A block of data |
------------------------

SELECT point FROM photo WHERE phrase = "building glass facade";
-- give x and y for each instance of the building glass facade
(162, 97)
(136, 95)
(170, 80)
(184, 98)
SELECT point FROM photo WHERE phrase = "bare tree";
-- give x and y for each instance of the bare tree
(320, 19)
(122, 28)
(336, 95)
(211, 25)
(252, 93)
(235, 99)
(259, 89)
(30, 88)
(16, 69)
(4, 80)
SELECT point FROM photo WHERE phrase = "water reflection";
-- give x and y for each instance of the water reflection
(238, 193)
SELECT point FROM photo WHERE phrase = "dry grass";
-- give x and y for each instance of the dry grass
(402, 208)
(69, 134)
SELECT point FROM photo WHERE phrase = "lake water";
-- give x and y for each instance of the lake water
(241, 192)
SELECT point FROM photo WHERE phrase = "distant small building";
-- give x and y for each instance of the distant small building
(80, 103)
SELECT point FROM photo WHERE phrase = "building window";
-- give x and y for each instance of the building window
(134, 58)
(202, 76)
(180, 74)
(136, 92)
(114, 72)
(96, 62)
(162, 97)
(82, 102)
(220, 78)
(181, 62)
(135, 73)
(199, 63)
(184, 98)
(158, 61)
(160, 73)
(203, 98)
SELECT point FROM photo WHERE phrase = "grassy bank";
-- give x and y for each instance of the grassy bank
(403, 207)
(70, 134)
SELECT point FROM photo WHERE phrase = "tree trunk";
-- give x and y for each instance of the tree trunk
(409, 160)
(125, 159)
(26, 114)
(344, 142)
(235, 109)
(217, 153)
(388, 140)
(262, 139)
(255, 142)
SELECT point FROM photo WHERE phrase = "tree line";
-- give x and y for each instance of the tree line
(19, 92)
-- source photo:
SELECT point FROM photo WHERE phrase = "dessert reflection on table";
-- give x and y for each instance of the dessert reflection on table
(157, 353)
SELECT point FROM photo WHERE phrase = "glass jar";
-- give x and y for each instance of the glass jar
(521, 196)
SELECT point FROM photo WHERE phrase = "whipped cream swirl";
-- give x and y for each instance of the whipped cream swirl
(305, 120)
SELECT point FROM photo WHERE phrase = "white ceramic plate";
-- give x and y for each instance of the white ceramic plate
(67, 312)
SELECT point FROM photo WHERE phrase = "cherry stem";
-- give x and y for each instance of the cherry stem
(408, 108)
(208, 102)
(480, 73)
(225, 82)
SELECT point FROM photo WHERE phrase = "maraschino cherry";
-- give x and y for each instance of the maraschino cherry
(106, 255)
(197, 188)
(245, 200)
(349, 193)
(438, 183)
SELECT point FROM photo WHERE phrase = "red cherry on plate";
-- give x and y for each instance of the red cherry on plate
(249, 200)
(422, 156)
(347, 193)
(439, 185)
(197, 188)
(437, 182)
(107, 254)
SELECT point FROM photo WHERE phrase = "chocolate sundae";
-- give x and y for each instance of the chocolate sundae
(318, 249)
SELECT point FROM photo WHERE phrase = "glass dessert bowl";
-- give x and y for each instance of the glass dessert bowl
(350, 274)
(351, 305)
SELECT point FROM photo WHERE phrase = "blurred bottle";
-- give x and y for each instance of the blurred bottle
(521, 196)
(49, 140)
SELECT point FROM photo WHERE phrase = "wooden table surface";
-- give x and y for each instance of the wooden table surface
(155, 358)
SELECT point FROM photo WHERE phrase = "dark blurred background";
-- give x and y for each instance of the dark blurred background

------------------------

What the task requires | Please extract every line in the records that contains the string "cherry", and copy each such line in full.

Solution to this task |
SELECT point FROM photo WHERE phrase = "cherry stem";
-- give x and y for each instance of the cherry stem
SELECT point FROM photo WHERE phrase = "maraschino cherry";
-- give x and y for each instance of the maraschino cherry
SELECT point FROM photo WHERE phrase = "red cherry on plate";
-- give x and y for each instance of the red cherry on plate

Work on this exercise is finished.